### Excerpt to read

↓↓↓

GAM Investments’ Howard: Are we due an equity mega rally?

GAM Investments’ Julian Howard discusses continued positive developments across equity markets

Julian Howard, GAM
4 minutes

By Julian Howard, lead investment director, multi-asset solutions, GAM Investments

Halfway through 2023, equity investors have reason to cheer. World stocks, measured by the MSCI AC World Index in local currency terms, are up nearly 16% (to 17 July), led by the S&P 500 Index, up 19% in USD terms.

These gains hinge on the artificial intelligence (AI) revolution. A handful of names – Alphabet, Amazon, Apple, Meta, Microsoft, Nvidia and Tesla – have driven markets higher. They were almost entirely responsible for the US stock market’s gains from the beginning of the year until the end of May. The rally’s sustainability is contested, depending on how one views AI’s impact on the economy and the few firms enabling it.

Inflation and interest rates remain a source of investor unease. Stubborn core inflation in developed markets has forced central banks into an unenviable ‘policy corridor’. This entails smashing down on the economy via tighter monetary policy, to adhere to targets set when inflation was deemed vanquished.

↑↑↑

### Tasks and exercises
1. In the equity market commentary, how much had the S&P 500 Index risen in USD terms?
2. Continue the equity market commentary from its last sentence.

### Rows

↓↓↓

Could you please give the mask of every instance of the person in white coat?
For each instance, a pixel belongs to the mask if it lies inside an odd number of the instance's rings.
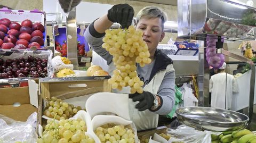
[[[212,75],[210,80],[212,107],[230,109],[233,92],[238,91],[236,79],[225,72],[226,68],[226,63],[224,62],[218,69],[218,73]]]

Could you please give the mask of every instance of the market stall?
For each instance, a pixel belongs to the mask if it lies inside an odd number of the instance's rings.
[[[116,67],[107,72],[92,63],[94,51],[84,37],[91,23],[76,21],[76,7],[81,1],[58,1],[65,22],[58,13],[48,13],[57,17],[46,21],[45,12],[0,10],[0,142],[256,142],[255,131],[245,129],[254,123],[254,64],[248,57],[222,49],[223,41],[255,39],[255,18],[247,16],[256,15],[255,8],[230,1],[178,1],[177,6],[182,7],[178,10],[178,29],[166,27],[163,30],[189,40],[157,47],[172,59],[175,103],[159,121],[157,115],[156,124],[161,126],[140,130],[132,121],[138,116],[131,116],[129,94],[144,92],[137,66],[151,62],[140,37],[142,32],[133,23],[125,29],[114,24],[106,31],[102,47]],[[46,33],[47,28],[52,33]],[[53,43],[47,44],[49,35]],[[208,64],[220,68],[226,61],[223,55],[251,67],[251,77],[246,73],[239,79],[250,79],[246,87],[250,96],[234,98],[234,111],[204,103],[209,98],[204,90],[209,86],[205,69]],[[157,96],[154,98],[158,108]],[[237,112],[242,108],[237,100],[245,98],[243,107],[249,107],[247,115]]]

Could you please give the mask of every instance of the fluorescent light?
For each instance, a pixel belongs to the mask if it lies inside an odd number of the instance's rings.
[[[234,3],[238,3],[238,4],[239,4],[246,5],[246,3],[241,2],[240,2],[238,0],[229,0],[229,1],[232,2],[234,2]],[[234,6],[237,7],[237,8],[241,9],[244,9],[244,10],[247,9],[247,7],[245,6],[242,6],[242,5],[236,5],[236,4],[233,4],[233,3],[229,3],[229,4],[233,5],[233,6]]]
[[[166,21],[165,23],[164,23],[164,28],[178,28],[178,23],[176,21]]]

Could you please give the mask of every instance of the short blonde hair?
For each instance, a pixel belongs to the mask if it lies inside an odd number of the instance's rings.
[[[136,16],[136,22],[138,23],[142,18],[151,19],[156,18],[161,19],[162,27],[163,30],[164,23],[167,20],[167,14],[162,9],[155,6],[148,6],[140,10]]]

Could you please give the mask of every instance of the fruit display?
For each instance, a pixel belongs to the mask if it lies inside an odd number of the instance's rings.
[[[75,107],[73,104],[63,102],[55,97],[52,97],[46,102],[43,114],[47,117],[55,117],[56,120],[60,120],[69,119],[81,110],[81,106]]]
[[[75,76],[73,65],[71,61],[66,57],[57,56],[52,59],[52,65],[53,67],[55,75],[58,78],[68,76]]]
[[[116,67],[114,75],[108,80],[113,89],[121,90],[130,86],[131,93],[142,93],[144,83],[136,72],[136,63],[142,67],[151,63],[150,54],[142,38],[142,32],[135,30],[131,26],[128,29],[106,30],[102,40],[102,47],[113,56],[113,61]]]
[[[94,132],[102,143],[135,142],[133,131],[127,126],[106,124],[98,127]]]
[[[30,20],[26,19],[19,23],[6,18],[1,19],[0,47],[26,49],[35,46],[39,49],[44,45],[44,26],[40,22],[33,23]]]
[[[107,76],[109,74],[99,65],[94,65],[90,66],[86,71],[87,76]]]
[[[81,119],[48,120],[42,137],[37,139],[38,143],[93,143],[94,140],[87,135],[86,123]]]
[[[47,62],[46,58],[32,55],[5,61],[0,58],[0,78],[46,77]]]
[[[253,143],[256,142],[256,135],[247,129],[233,132],[224,132],[219,135],[211,134],[214,143]]]
[[[58,52],[61,53],[61,56],[67,56],[67,42],[63,41],[63,44],[61,45],[59,42],[55,41],[55,49]],[[80,42],[77,42],[77,55],[78,56],[83,56],[86,55],[86,52],[84,50],[85,44],[80,44]]]

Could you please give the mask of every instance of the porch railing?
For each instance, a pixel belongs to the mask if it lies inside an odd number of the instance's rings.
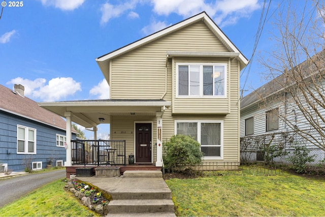
[[[72,164],[126,165],[125,140],[71,140]]]

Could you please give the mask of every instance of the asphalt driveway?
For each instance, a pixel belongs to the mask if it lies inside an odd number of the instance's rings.
[[[0,179],[0,207],[43,185],[66,177],[66,170]]]

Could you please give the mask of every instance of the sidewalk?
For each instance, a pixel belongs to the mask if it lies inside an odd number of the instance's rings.
[[[127,171],[119,177],[75,178],[110,194],[112,200],[107,216],[176,216],[172,192],[161,171]]]
[[[17,176],[18,175],[26,175],[27,174],[28,174],[28,173],[26,173],[25,172],[12,172],[9,175],[5,175],[5,173],[0,173],[0,179],[11,178],[12,177]]]

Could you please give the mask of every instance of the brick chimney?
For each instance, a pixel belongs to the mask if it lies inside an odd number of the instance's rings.
[[[25,90],[25,87],[21,84],[15,84],[14,85],[14,89],[15,91],[18,92],[20,96],[24,96],[24,91]]]

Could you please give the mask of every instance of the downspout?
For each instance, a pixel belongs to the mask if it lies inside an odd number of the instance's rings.
[[[167,65],[168,65],[168,58],[169,57],[169,55],[166,55],[166,64],[165,67],[165,92],[164,94],[160,97],[160,100],[162,100],[162,98],[166,95],[167,94]]]

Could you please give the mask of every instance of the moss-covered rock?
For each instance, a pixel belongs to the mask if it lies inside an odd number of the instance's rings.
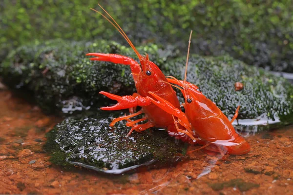
[[[162,58],[159,57],[155,45],[137,49],[142,53],[149,54],[159,65],[167,58],[164,52]],[[11,88],[32,92],[37,103],[48,113],[61,110],[67,113],[87,109],[92,105],[96,107],[105,105],[103,101],[108,99],[98,94],[100,91],[132,94],[135,88],[129,67],[91,61],[85,56],[95,52],[117,53],[137,59],[130,47],[112,41],[56,39],[11,51],[0,66],[0,75]]]
[[[125,43],[107,21],[89,9],[99,9],[96,0],[2,1],[0,61],[12,47],[57,38],[101,37]],[[137,43],[155,41],[185,49],[192,29],[192,49],[199,54],[228,53],[250,65],[293,72],[293,4],[290,0],[109,0],[101,3]]]
[[[178,58],[163,68],[183,79],[186,61],[186,58]],[[198,86],[226,116],[233,115],[240,105],[238,118],[259,117],[258,123],[265,124],[269,120],[293,121],[293,85],[282,78],[229,56],[191,56],[188,71],[187,80]],[[235,90],[236,82],[243,84],[243,90]]]
[[[183,79],[185,57],[177,58],[171,50],[162,50],[155,45],[138,49],[141,53],[149,54],[165,75]],[[28,90],[37,104],[51,113],[96,110],[114,102],[98,94],[100,91],[120,95],[135,91],[128,66],[91,61],[84,55],[92,52],[118,53],[136,58],[131,48],[112,41],[57,39],[12,51],[0,66],[0,74],[5,84],[12,88]],[[264,124],[269,121],[278,125],[293,120],[292,84],[262,69],[228,56],[191,55],[187,80],[200,87],[204,94],[227,116],[233,115],[240,105],[238,118],[255,119],[249,121],[251,124]],[[235,90],[236,82],[244,84],[242,90]],[[182,95],[178,95],[183,101]],[[247,124],[246,121],[238,121]]]
[[[77,165],[120,174],[156,161],[173,161],[177,154],[186,152],[183,143],[163,131],[133,133],[126,137],[130,128],[123,122],[111,129],[109,125],[119,115],[67,118],[56,125],[47,134],[44,146],[51,153],[51,161],[67,167]]]

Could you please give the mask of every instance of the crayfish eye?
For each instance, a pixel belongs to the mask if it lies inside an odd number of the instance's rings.
[[[151,72],[150,71],[149,71],[149,70],[147,70],[146,71],[146,74],[148,76],[150,76],[151,75]]]
[[[192,102],[192,100],[190,98],[188,98],[186,100],[188,103],[191,103]]]

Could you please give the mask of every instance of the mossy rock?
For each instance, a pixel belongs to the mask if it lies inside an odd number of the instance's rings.
[[[153,44],[138,49],[141,53],[149,54],[165,75],[184,78],[186,57],[178,58],[172,50],[163,50]],[[112,41],[54,40],[12,51],[0,66],[0,74],[3,81],[12,88],[28,90],[37,104],[49,113],[72,113],[90,108],[97,110],[102,105],[115,102],[99,94],[101,91],[120,95],[135,91],[129,67],[91,61],[84,55],[92,52],[118,53],[136,58],[131,48]],[[267,121],[271,124],[262,129],[293,121],[292,84],[261,68],[227,56],[191,55],[187,75],[187,80],[199,86],[227,116],[232,116],[240,105],[238,118],[255,119],[249,121],[251,124],[265,125]],[[236,82],[243,83],[242,90],[235,91]],[[178,96],[182,102],[182,95]],[[240,124],[247,123],[238,121]],[[250,126],[248,130],[253,132],[257,128]]]
[[[167,56],[158,47],[138,47],[157,64]],[[64,113],[101,106],[108,99],[99,94],[106,91],[120,95],[132,94],[134,81],[128,66],[92,61],[90,52],[117,53],[137,59],[130,47],[113,41],[67,41],[55,39],[29,44],[12,51],[0,66],[3,82],[12,89],[32,92],[37,103],[46,112]],[[167,54],[167,55],[169,54]],[[106,102],[103,102],[105,101]]]
[[[186,61],[186,58],[177,58],[163,68],[183,79]],[[293,85],[261,68],[248,66],[229,56],[193,55],[189,59],[187,80],[199,86],[204,95],[231,118],[240,105],[237,118],[255,119],[251,121],[251,124],[266,125],[268,121],[274,124],[272,127],[293,122]],[[243,90],[236,91],[236,82],[243,84]],[[180,93],[179,95],[182,97]],[[245,124],[248,121],[239,122]]]
[[[12,48],[51,39],[125,43],[101,16],[96,0],[2,0],[0,61]],[[290,0],[109,0],[102,6],[131,40],[183,51],[193,30],[191,49],[204,55],[228,53],[249,65],[293,72],[293,4]]]
[[[130,128],[120,122],[109,127],[114,116],[101,113],[89,117],[70,117],[57,125],[46,136],[44,149],[55,164],[79,165],[108,174],[121,174],[148,166],[174,162],[186,152],[184,144],[175,141],[165,131],[147,131],[126,135]]]

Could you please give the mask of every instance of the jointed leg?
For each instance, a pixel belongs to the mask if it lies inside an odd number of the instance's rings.
[[[179,122],[177,120],[176,120],[175,119],[175,118],[174,117],[174,116],[172,115],[172,117],[173,117],[173,119],[174,119],[174,123],[175,124],[175,126],[176,127],[176,129],[177,129],[177,131],[179,133],[183,133],[186,135],[187,135],[188,136],[189,136],[189,137],[190,137],[192,140],[198,140],[198,139],[194,137],[194,136],[192,136],[192,135],[191,134],[190,134],[189,132],[188,132],[187,131],[185,131],[183,130],[182,129],[179,129],[179,128],[178,127],[178,126],[177,125],[177,123]]]
[[[111,99],[118,101],[117,103],[112,106],[106,106],[101,108],[103,110],[118,110],[136,107],[136,106],[146,106],[151,104],[148,97],[143,97],[136,94],[136,97],[132,96],[119,96],[110,93],[101,91],[99,93],[103,94]]]
[[[120,120],[126,120],[128,118],[131,118],[132,117],[134,117],[135,116],[139,115],[142,113],[143,113],[143,111],[142,111],[142,110],[141,110],[139,111],[138,111],[138,112],[133,114],[132,115],[128,115],[128,116],[126,116],[120,117],[118,117],[118,118],[114,118],[112,121],[112,122],[110,124],[110,126],[111,127],[113,127],[115,125],[115,123],[116,123],[116,122],[117,122],[118,121],[120,121]]]
[[[127,120],[127,121],[128,121],[128,122],[127,123],[126,123],[126,126],[127,126],[127,127],[133,127],[134,126],[134,125],[135,124],[135,123],[137,123],[138,122],[143,121],[144,120],[146,120],[147,119],[147,118],[146,118],[146,117],[144,117],[138,119],[137,120],[134,120],[134,121],[132,121],[130,120]]]
[[[136,125],[134,126],[130,131],[129,132],[128,134],[126,136],[128,136],[131,134],[131,133],[135,130],[139,132],[141,132],[143,131],[145,131],[146,129],[150,128],[151,127],[154,127],[155,125],[152,124],[151,122],[149,121],[147,121],[146,123],[145,124],[140,124],[138,125]]]
[[[140,96],[140,95],[138,94],[137,93],[133,93],[133,94],[132,94],[132,96],[134,98],[136,98],[139,96]],[[136,112],[136,107],[137,107],[137,106],[135,106],[132,108],[129,108],[129,113],[133,114],[135,112]]]
[[[204,149],[204,148],[206,148],[206,147],[207,147],[207,146],[209,146],[209,144],[210,144],[210,143],[208,143],[207,144],[205,145],[204,145],[204,146],[202,146],[202,147],[201,147],[200,148],[199,148],[196,149],[195,150],[191,150],[191,151],[190,151],[188,152],[187,153],[187,155],[189,155],[189,154],[193,153],[194,153],[194,152],[195,152],[195,151],[198,151],[198,150],[201,150],[201,149]]]
[[[232,118],[232,119],[231,120],[231,123],[232,123],[233,122],[233,121],[236,119],[236,118],[237,118],[237,117],[238,117],[238,111],[239,111],[240,108],[240,106],[238,106],[237,107],[237,109],[236,110],[236,111],[235,112],[235,115],[234,115],[234,117],[233,117],[233,118]]]
[[[116,64],[128,65],[130,67],[133,73],[133,78],[136,80],[137,75],[142,72],[140,64],[134,59],[126,56],[114,54],[102,54],[100,53],[89,53],[86,56],[94,56],[94,58],[90,58],[91,60],[109,61]]]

↑↑↑

### Task-by-task outputs
1. 19%

2.
This has made the rally feel vulnerable, with earnings’ yields offering little over and above risk-free rates and valuations stretched. The S&P 500 equity risk premium (ERP) is barely 1%. This is hardly adequate compensation for the ‘giddy ride’ characteristic of holding stocks.

Similarly, valuations, measured by Shiller’s Cyclically-Adjusted Price-to-Earnings (CAPE) ratio, are at over 30 times, meaningfully higher than the long-term average. Understandably, serious investors remain cautious in a market driven by speculative sentiment and underpinned by uninspiring financial metrics.

Why the rally may hold

Against this, it is hard to imagine the equity rally powering ahead. But recent developments may turn the rally from one enjoyed by structural holders of stocks—pension funds and wealthy individuals—to one more widely shared.

The first is that the rally is broadening out. From the end of May to mid-July, over 140 stocks in the S&P 500 hit fresh 52-week highs, with all sectors making progress. Driving this are more benign conditions, from an economy demonstrating unexpected resilience against tighter monetary policy.

It could be argued that tightening has not yet worked. The US labour market has remained firm, with June’s figures showing unemployment at 3.6% and wages rising at 4.4% on the previous year, a real-terms gain of nearly 1.5%. This has increased optimism across all sectors and contributed to broader market success. Breadth is important, as an indicator of an equity rally’s viability. Lopsided progress overexposes investors to one theme, leaving them vulnerable to idiosyncratic risk.

Sustained disinflation would boost equities

Another new tailwind has emerged. Nothing lifts the price of a financial asset over time like lower cost of capital. Following unexpected global price spikes in 2022, US inflation appears to be on a definitive cooling pathway.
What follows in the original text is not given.